WHAT YOU SHOULD DO ▸
Could you convert the stretch of entries below, from the line containing "Can you find the distant" through the last line of the entries, into a JSON list of strings with one string per line and blank lines omitted, leaving out every line before that stretch?

___ PROVIDED DATA ___

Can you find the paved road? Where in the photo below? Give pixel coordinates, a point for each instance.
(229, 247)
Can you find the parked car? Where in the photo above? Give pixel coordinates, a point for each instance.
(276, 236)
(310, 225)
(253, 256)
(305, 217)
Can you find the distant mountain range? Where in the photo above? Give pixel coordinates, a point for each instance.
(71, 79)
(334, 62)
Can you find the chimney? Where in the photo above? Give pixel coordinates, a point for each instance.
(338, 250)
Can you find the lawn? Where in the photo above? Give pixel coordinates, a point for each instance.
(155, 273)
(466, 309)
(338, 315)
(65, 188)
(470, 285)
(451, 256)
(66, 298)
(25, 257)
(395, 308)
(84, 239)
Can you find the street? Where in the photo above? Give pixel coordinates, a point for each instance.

___

FINISHED TASK ▸
[
  "Can you find the distant mountain range? Where in the photo above? Give pixel coordinates, a point for each instance.",
  "(71, 79)",
  "(334, 62)",
  "Can you find the chimney? Where in the photo above? Give pixel coordinates, a point for each instance.",
  "(338, 250)",
  "Can you find the lawn? Where in the photo above? Give pixel coordinates, a point for each instance.",
  "(155, 273)",
  "(466, 309)",
  "(338, 315)",
  "(65, 188)",
  "(470, 285)",
  "(451, 256)",
  "(66, 298)",
  "(25, 257)",
  "(395, 308)",
  "(84, 239)",
  "Can you find the street? Where in the photo above? Give pixel coordinates, a point for each instance."
]